** Opening Task inputs block **

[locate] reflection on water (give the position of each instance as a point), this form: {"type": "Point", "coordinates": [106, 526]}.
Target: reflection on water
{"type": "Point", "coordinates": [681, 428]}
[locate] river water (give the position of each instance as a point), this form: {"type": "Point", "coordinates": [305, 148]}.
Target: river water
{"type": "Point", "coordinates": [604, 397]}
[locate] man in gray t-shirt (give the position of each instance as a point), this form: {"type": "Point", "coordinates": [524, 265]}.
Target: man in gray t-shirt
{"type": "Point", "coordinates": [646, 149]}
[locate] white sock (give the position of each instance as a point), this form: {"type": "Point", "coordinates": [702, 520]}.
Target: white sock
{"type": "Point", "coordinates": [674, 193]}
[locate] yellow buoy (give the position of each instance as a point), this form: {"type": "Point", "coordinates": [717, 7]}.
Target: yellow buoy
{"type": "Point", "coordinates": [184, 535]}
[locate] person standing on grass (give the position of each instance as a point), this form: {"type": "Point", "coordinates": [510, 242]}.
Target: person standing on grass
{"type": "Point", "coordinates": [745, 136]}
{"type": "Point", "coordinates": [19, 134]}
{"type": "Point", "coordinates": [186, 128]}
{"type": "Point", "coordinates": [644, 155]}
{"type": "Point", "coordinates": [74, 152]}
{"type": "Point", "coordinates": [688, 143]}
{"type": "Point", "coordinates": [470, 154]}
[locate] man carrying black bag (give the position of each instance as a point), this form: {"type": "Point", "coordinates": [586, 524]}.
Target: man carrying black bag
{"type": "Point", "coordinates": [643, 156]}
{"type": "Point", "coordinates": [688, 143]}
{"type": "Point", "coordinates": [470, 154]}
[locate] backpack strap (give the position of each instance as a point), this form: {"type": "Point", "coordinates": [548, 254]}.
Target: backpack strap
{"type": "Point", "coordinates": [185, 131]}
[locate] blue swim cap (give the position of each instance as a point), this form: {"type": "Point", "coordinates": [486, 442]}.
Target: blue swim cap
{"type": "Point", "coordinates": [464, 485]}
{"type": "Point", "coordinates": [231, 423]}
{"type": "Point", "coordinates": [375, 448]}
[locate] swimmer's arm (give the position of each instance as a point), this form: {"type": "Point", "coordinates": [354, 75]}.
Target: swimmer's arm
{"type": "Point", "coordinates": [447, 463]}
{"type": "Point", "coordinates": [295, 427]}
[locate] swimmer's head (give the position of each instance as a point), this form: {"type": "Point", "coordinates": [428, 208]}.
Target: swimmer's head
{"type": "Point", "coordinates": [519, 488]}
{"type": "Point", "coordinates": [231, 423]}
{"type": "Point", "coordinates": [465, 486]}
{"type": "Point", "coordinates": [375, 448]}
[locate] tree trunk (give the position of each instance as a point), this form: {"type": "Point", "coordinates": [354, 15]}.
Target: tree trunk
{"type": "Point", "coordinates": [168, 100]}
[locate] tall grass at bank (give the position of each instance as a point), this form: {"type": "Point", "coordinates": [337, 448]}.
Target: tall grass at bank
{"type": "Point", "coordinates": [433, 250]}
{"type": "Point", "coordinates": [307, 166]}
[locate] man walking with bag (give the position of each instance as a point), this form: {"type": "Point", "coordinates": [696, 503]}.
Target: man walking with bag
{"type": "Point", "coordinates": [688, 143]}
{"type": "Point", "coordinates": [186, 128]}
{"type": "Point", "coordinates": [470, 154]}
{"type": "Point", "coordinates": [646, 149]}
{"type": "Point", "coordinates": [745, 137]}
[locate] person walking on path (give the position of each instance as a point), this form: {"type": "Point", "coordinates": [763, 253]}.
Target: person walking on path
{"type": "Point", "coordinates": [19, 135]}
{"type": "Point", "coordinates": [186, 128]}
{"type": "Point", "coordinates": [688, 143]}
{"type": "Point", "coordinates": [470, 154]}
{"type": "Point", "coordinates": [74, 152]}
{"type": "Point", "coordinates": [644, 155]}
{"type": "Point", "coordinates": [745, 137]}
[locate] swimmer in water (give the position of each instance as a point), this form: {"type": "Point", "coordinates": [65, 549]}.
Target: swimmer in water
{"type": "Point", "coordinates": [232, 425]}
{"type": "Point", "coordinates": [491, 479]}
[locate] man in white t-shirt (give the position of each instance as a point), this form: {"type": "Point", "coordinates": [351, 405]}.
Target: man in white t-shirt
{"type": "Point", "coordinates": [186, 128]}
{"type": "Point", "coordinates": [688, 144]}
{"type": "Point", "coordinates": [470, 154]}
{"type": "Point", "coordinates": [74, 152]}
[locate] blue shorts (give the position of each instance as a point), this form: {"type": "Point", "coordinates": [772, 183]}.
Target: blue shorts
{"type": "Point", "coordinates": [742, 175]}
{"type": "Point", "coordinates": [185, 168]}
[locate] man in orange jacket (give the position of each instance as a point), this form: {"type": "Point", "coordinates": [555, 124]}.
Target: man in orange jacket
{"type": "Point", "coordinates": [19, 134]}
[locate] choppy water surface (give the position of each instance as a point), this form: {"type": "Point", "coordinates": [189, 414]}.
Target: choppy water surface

** Closing Task inputs block **

Collect the lines of the data that carry the word "choppy".

[locate] choppy water surface (give the position of each instance as a point), this form: {"type": "Point", "coordinates": [189, 414]}.
Target: choppy water surface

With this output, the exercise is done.